Written exercise
Copy out the material below line for line, changing nothing.
Start Material to process
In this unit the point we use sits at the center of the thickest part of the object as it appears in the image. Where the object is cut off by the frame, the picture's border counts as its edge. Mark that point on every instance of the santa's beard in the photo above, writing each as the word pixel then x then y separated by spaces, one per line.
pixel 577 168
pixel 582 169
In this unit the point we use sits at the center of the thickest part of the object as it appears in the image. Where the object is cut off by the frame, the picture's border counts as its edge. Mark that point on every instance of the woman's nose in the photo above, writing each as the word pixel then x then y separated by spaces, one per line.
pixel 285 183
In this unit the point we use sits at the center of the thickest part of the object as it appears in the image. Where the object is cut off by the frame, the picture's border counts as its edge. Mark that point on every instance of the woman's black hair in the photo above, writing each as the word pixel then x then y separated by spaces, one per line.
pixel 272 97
End Material to process
Output for this task
In this unit the point we use sits at the center of the thickest part of the object as it appears in the image. Where the object is cut off by the frame, the picture's border counts as its edge. Mark that point on every instance of the santa's beard in the photo above, writing each as the word pixel then x then y separated by spaces, one per line.
pixel 577 168
pixel 582 169
In this unit the point we use sits at the center of the thickest part of the object as it appears in the image. Where the object is cut off by the frame, the picture's border counts as its edge. Mark that point on every instance of the woman's nose in the photo above, writing each as the word pixel then x then y separated by spaces, one per line.
pixel 285 183
In this unit the point we use sits at the center of the thickest part of the object as it appears in the image. Where the object is cut off by the frame, the picture's border counts as its edge. Mark that point on every instance of the woman's black hair in the photo above, writing each as the word pixel then x then y separated by spaces, one per line.
pixel 272 97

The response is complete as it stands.